Le président par intérim de l’UDI, Yves Jégo, interrogé par
Le Monde, estime que «si Manuel Valls a le courage d’engager clairement et
rapidement les réformes nécessaires, nous devons avoir le courage de les
soutenir».
De même, il déclare que les membres de son parti s’étaient
«interrogés» sur un vote de confiance au nouveau gouvernement et que «nous
avons décidé de voter contre car, trop longtemps, le Centre a été qualifié de
girouette», ajoutant immédiatement «Nous sommes le centre-droit, nous sommes
dans l’opposition, il ne doit pas y avoir d’ambiguïté».
Vite dit puisque ses propos en contiennent et parce que
trois députés UDI et un député Mouvement démocrate se sont abstenus lors du
vote de confiance à l’Assemblée nationale, souhaitant sans doute donner une
chance à Manuel Valls alors que, pendant le même temps, Jean-Christophe Lagarde
et Hervé Morin, les deux ennemis intimes de l’UDI et sans doute prochains
candidats à la présidence du parti, ruaient dans les brancards du nouveau
premier ministre et de son équipe avec une rare violence.
Tout cela traduit chez les centristes un certain trouble que
représente l’«inconnue Valls» dans la nouvelle équation politique du pays.
Voilà un social-libéral très proche des positions des
libéraux-sociaux que sont les centristes et qui se propose, globalement, de
faire une bonne partie de leur politique.

Données fournies:
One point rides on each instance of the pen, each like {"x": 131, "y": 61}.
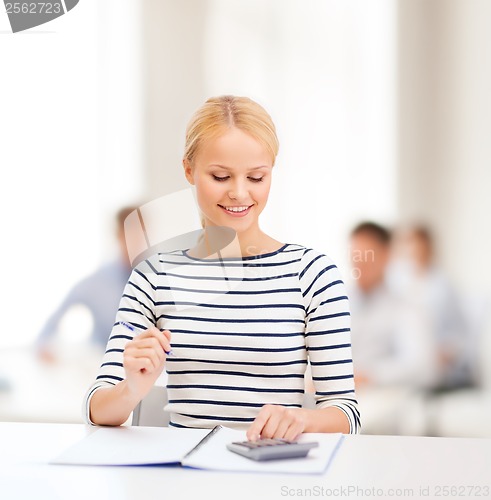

Consigne: Citez fidèlement le passage de l'extrait sur les centristes face à Manuel Valls, depuis « De même, il » jusqu'à « une rare violence. » inclus.

Corrigé:
De même, il déclare que les membres de son parti s’étaient
«interrogés» sur un vote de confiance au nouveau gouvernement et que «nous
avons décidé de voter contre car, trop longtemps, le Centre a été qualifié de
girouette», ajoutant immédiatement «Nous sommes le centre-droit, nous sommes
dans l’opposition, il ne doit pas y avoir d’ambiguïté».
Vite dit puisque ses propos en contiennent et parce que
trois députés UDI et un député Mouvement démocrate se sont abstenus lors du
vote de confiance à l’Assemblée nationale, souhaitant sans doute donner une
chance à Manuel Valls alors que, pendant le même temps, Jean-Christophe Lagarde
et Hervé Morin, les deux ennemis intimes de l’UDI et sans doute prochains
candidats à la présidence du parti, ruaient dans les brancards du nouveau
premier ministre et de son équipe avec une rare violence.